ARTICLE:
= = = = =
Re: Timeout Errors while running Hadoop over Cassandra

2011-01-12 Thread mck

On Wed, 2011-01-12 at 23:04 +0100, mck wrote:
> > Caused by: TimedOutException()
> 
> What is the exception in the cassandra logs? 

Or tried increasing rpc_timeout_in_ms?

~mck

-- 
"When there is no enemy within, the enemies outside can't hurt you."
African proverb | www.semb.wever.org | www.sesat.no | www.finn.no |
http://xss-http-filter.sf.net


signature.asc
Description: This is a digitally signed message part

Re: Timeout Errors while running Hadoop over Cassandra

2011-01-13 Thread Jeremy Hanna

On Jan 12, 2011, at 12:40 PM, Jairam Chandar wrote:

> Hi folks,
> 
> We have a Cassandra 0.6.6 cluster running in production. We want to run 
> Hadoop (version 0.20.2) jobs over this cluster in order to generate reports. 
> I modified the word_count example in the contrib folder of the cassandra 
> distribution. While the program is running fine for small datasets (in the 
> order of 100-200 MB) on small clusters (2 machines), it starts to give errors 
> while trying to run on a bigger cluster (5 machines) with much larger dataset 
> (400 GB). Here is the error that we get - 
> 
> java.lang.RuntimeException: TimedOutException()
>   at 
> org.apache.cassandra.hadoop.ColumnFamilyRecordReader$RowIterator.maybeInit(ColumnFamilyRecordReader.java:186)
= = = = =
DATA SUPPLIED:
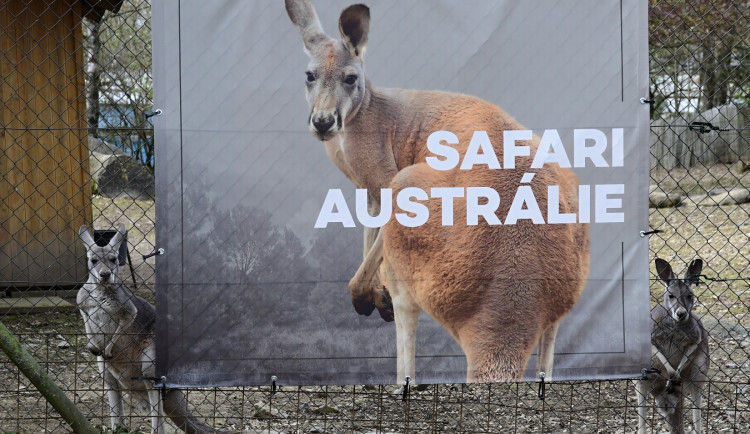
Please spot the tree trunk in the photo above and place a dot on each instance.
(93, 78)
= = = = =
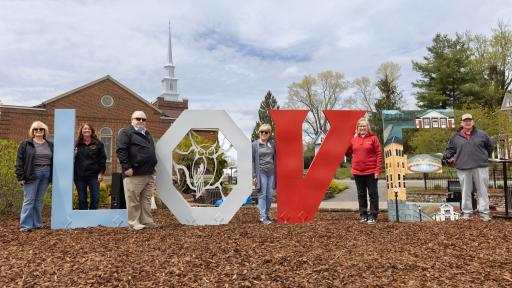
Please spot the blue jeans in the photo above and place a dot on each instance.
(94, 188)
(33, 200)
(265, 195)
= = = = =
YOUR OBJECTIVE: Resume the mailing-list thread about timeout errors when running Hadoop over Cassandra, starting right after its final line. The records come from a separate source.

RESPONSE TO THIS TASK:
>   at 
> org.apache.cassandra.hadoop.ColumnFamilyRecordReader$RowIterator.computeNext(ColumnFamilyRecordReader.java:236)
>   at 
> org.apache.cassandra.hadoop.ColumnFamilyRecordReader$RowIterator.computeNext(ColumnFamilyRecordReader.java:104)
>   at 
> com.google.common.collect.AbstractIterator.tryToComputeNext(AbstractIterator.java:135)
>   at 
> com.google.common.collect.AbstractIterator.hasNext(AbstractIterator.java:130)
>   at 
> org.apache.cassandra.hadoop.ColumnFamilyRecordReader.nextKeyValue(ColumnFamilyRecordReader.java:98)
>   at 
> org.apache.hadoop.mapred.MapTask$NewTrackingRecordReader.nextKeyValue(MapTask.java:423)
>   at 
> org.apache.hadoop.mapreduce.MapContext.nextKeyValue(MapContext.java:67)
>   at org.apache.hadoop.mapreduce.Mapper.run(Mapper.java:143)
>   at org.apache.hadoop.mapred.MapTask.runNewMapper(MapTask.java:621)
>   at org.apache.hadoop.mapred.MapTask.run(MapTask.java:305)
>   at org.apache.hadoop.mapred.Child.main(Child.java:170)
> Caused by: TimedOutException()
>   at 
> org.apache.cassandra.thrift.Cassandra$get_range_slices_result.read(Cassandra.java:11094)
>   at 
> org.apache.cassandra.thrift.Cassandra$Client.recv_get_range_slices(Cassandra.java:628)
>   at 
> org.apache.cassandra.thrift.Cassandra$Client.get_range_slices(Cassandra.java:602)
>   at 
> org.apache.cassandra.hadoop.ColumnFamilyRecordReader$RowIterator.maybeInit(ColumnFamilyRecordReader.java:164)
>   ... 11 more
> 

I wonder if messing with RpcTimeoutInMillis in storage-conf.xml would help. 

> 
> 
> 
> I came across this page on the Cassandra wiki - 
> http://wiki.apache.org/cassandra/HadoopSupport and tried modifying the ulimit 
> and changing batch sizes. These did not help. Though the number of successful 
> map tasks increased, it eventually fails since the total number of map tasks 
> is huge. 
> 
> Any idea on what could be causing this? The program we are running is a very 
> slight modification of the word_count example with respect to reading from 
> Cassandra. The only change being specific keyspace, columnfamily and columns.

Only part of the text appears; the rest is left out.